→ **Written request 1**:
Find every line in the records that contains the string "hair", matching case, and copy each of those lines.

→ **Supplied text**:
==========

“A strange feeling of certainty seems to come over Accutron owners…”
It’s easy to take for granted now but the Bulova Accutron technology with its humming tuning fork once represented the state of the art in watch technology for a short while before the era of widespread inexpensive quartz watches.
Even after quartz technologies had emerged it for a short while it seemed that these tuning fork electrics might be the wave of the future, especially before developments in solid state integrated circuits made mass produced quartz watches commercially viable. Omega even invested heavily in the technology, introducing lines like the f300 series and the Speedsonic electronic tuning fork chronograph, developments that otherwise almost seem ill-founded in retrospect. Indeed, by the time it was introduced the Speedsonic tuning fork chronograph was arguably obsolete the day it was introduced, though this was perhaps not nearly so apparent when its development began.

==========

→ **Materials provided**:
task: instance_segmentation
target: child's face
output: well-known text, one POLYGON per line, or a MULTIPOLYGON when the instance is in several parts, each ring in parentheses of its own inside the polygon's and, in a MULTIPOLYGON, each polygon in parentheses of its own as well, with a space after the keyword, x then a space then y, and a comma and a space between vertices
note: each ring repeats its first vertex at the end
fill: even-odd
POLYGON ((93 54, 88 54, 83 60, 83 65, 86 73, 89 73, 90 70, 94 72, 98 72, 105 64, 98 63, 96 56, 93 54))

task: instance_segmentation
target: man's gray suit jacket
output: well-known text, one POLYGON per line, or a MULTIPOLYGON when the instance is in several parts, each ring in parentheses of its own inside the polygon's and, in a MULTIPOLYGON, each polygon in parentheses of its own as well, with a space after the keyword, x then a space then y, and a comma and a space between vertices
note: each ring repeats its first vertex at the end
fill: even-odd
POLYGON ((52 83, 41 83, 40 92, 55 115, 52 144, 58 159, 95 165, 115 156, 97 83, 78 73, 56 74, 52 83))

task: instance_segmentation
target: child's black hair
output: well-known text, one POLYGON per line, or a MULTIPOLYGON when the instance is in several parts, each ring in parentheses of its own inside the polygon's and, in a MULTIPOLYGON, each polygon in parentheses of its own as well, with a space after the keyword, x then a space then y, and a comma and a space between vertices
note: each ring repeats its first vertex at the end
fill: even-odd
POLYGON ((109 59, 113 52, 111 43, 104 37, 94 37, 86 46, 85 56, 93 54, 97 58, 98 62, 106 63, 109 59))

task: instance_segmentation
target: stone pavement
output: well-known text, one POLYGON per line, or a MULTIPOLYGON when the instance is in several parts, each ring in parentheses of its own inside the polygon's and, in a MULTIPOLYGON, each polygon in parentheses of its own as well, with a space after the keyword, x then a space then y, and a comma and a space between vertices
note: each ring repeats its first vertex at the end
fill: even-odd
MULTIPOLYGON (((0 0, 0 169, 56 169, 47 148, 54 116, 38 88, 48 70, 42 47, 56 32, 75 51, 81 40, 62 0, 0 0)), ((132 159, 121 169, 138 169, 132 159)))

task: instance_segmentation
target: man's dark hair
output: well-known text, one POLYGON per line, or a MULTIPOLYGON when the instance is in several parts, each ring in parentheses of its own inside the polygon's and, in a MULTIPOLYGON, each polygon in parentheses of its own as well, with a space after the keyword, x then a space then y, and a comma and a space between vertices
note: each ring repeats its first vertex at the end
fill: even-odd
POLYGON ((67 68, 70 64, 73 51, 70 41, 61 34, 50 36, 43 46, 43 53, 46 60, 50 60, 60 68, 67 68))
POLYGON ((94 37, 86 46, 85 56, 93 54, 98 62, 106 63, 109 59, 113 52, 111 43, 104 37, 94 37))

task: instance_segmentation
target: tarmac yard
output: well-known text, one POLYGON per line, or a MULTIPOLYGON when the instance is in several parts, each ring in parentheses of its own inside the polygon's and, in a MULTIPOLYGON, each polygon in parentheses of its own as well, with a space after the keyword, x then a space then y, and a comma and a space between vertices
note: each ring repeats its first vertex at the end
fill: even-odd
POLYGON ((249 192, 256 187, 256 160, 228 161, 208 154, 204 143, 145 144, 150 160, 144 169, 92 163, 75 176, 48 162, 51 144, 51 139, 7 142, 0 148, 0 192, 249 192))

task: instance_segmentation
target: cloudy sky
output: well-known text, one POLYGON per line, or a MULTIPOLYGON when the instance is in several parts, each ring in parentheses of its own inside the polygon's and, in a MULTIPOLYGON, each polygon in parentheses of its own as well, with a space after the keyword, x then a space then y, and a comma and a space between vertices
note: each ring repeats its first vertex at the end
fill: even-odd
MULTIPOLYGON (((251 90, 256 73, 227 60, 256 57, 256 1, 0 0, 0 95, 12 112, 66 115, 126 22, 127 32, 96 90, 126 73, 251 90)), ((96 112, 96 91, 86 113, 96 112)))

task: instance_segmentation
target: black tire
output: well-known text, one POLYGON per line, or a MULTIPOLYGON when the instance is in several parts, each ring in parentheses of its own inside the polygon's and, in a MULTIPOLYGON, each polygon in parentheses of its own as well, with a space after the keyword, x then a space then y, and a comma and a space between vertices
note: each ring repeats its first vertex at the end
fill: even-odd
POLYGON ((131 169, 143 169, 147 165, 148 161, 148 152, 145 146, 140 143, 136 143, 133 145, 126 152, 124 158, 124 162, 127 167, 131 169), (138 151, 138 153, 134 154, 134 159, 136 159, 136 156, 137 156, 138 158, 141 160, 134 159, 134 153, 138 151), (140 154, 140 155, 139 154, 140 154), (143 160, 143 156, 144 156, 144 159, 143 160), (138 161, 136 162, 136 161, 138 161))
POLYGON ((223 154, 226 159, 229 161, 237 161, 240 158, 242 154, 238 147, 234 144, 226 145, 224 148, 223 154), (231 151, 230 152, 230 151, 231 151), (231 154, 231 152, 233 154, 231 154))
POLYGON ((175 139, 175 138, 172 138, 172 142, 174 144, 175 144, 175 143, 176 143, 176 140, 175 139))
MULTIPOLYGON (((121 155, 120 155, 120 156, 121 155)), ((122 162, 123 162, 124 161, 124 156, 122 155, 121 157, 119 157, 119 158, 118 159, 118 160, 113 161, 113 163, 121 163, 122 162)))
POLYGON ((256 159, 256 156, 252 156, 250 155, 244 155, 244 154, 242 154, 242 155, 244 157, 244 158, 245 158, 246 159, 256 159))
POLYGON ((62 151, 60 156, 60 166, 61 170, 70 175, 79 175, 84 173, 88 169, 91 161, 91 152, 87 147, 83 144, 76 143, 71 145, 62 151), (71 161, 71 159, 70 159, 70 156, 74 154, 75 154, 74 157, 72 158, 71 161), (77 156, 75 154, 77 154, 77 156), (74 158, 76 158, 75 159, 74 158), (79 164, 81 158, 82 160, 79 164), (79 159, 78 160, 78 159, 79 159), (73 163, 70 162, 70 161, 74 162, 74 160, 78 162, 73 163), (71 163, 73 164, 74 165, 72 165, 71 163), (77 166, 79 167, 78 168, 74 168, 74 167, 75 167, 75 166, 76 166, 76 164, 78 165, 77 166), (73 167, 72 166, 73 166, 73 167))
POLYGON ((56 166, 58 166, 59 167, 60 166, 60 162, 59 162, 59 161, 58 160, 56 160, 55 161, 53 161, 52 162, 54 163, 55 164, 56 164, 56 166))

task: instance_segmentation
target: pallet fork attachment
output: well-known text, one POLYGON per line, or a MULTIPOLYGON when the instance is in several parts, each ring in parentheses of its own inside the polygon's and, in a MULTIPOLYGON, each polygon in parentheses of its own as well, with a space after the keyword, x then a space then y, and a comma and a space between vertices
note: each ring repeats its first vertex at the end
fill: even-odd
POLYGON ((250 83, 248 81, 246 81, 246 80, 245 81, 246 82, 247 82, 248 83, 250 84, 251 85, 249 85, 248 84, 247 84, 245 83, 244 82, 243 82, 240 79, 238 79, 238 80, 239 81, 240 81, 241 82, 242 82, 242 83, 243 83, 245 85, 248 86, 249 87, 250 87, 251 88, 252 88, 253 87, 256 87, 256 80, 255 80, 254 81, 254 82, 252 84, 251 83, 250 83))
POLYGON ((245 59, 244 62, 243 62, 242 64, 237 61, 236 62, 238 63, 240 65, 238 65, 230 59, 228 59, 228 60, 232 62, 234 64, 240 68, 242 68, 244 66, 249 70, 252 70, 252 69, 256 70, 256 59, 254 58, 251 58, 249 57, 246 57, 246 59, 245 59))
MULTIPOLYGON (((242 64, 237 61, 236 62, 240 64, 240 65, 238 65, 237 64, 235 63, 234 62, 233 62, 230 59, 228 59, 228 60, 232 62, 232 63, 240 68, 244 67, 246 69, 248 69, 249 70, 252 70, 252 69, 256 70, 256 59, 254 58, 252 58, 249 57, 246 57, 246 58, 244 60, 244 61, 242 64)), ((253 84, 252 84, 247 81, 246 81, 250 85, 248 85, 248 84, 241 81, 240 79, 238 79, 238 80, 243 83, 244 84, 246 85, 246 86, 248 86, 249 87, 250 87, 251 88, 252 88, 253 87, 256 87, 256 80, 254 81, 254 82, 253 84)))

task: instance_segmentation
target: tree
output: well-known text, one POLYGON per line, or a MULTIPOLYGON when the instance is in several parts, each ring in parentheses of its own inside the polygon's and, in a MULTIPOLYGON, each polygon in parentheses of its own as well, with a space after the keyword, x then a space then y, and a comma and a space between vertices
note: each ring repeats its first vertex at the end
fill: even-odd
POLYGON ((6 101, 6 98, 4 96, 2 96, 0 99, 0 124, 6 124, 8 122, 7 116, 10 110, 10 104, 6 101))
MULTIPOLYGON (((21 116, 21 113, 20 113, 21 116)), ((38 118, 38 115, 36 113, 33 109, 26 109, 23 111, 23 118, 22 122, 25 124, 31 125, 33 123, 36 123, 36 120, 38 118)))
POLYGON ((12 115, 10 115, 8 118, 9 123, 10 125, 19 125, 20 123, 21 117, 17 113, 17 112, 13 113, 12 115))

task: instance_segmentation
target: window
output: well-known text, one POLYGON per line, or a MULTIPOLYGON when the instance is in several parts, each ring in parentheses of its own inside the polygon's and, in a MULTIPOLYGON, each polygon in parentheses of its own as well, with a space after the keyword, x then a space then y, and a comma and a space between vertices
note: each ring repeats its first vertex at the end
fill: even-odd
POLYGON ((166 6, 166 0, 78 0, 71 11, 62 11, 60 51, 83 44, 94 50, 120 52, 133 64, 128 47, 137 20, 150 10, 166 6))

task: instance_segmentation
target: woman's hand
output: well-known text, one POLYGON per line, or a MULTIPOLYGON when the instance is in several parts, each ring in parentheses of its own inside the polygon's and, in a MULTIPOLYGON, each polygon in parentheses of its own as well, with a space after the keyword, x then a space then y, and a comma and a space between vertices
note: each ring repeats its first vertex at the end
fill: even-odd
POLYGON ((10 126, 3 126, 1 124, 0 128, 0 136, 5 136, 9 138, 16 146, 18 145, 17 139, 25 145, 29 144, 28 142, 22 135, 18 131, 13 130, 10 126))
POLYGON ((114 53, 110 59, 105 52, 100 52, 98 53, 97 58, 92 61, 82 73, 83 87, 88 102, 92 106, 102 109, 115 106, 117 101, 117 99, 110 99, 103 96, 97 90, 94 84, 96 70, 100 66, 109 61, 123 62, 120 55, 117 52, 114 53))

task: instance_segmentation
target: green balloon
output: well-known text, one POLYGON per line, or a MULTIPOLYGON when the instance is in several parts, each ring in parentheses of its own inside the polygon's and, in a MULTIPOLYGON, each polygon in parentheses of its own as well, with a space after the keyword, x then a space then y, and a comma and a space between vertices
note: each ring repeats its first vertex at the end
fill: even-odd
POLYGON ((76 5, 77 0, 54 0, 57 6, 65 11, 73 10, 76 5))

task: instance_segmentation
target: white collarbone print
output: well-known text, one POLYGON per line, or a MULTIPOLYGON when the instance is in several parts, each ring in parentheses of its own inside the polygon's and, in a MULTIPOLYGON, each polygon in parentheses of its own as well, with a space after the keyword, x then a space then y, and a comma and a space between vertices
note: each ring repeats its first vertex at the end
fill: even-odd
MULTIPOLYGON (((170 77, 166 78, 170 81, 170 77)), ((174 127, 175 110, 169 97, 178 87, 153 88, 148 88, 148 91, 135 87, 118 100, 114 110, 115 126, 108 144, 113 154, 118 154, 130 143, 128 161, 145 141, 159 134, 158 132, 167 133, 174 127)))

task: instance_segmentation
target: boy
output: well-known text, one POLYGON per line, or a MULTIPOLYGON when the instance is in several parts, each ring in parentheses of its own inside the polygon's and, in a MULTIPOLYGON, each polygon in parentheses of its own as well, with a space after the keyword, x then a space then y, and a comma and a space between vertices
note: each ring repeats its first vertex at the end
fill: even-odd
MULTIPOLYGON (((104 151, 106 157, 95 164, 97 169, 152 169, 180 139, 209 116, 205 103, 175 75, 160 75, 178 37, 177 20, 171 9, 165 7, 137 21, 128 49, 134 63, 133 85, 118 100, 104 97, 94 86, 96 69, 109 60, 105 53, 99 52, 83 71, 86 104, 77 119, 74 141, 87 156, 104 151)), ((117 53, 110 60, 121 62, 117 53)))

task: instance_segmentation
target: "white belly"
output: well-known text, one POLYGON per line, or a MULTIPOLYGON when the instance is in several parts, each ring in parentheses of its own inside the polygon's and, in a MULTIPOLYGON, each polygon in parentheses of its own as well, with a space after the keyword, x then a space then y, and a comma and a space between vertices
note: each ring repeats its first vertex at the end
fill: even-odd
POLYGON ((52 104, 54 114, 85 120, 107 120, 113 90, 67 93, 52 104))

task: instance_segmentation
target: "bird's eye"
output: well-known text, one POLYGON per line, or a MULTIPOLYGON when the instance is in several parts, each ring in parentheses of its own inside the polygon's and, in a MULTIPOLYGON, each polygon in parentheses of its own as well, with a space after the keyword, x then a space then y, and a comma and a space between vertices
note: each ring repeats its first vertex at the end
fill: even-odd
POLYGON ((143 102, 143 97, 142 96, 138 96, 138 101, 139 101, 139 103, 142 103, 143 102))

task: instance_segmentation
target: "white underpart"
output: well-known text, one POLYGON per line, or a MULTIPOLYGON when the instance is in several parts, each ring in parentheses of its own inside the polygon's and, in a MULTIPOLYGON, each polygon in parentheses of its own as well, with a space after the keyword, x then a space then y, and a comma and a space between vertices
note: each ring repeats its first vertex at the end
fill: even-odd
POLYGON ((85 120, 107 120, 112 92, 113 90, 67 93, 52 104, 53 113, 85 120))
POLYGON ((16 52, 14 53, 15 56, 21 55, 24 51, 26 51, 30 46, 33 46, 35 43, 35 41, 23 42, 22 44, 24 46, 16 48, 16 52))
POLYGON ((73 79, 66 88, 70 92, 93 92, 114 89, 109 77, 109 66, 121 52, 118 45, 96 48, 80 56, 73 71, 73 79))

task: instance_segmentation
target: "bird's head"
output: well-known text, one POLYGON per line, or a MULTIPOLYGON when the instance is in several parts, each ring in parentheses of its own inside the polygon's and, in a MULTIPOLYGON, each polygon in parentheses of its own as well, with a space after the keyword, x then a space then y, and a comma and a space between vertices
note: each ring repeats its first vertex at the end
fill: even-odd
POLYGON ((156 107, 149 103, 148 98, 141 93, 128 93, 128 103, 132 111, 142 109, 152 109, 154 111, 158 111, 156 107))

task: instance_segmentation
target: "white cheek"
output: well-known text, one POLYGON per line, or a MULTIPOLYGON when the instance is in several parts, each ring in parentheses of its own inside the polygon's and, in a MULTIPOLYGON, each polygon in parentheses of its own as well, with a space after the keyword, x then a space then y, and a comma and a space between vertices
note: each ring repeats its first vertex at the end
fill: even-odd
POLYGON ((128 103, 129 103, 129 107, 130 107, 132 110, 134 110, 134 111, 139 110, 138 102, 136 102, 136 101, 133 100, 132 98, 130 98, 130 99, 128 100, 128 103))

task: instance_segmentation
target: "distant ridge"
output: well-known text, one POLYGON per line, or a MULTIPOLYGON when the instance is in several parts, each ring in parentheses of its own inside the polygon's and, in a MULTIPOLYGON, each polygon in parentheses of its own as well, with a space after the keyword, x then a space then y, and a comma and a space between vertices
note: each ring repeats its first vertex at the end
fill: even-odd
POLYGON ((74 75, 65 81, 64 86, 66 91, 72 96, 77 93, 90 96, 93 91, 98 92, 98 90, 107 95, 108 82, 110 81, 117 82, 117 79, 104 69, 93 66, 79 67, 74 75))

==========

→ **Written request 2**:
According to the Accutron passage, why could tuning fork electric watches still seem like the wave of the future even after quartz technologies had emerged?

→ **Exercise result 1**:
target: child's black hair
target: man's dark hair

→ **Exercise result 2**:
Mass-produced quartz watches were not yet commercially viable. That changed only with later developments in solid state integrated circuits. Until then, tuning fork electrics could briefly look like the technology that would win out.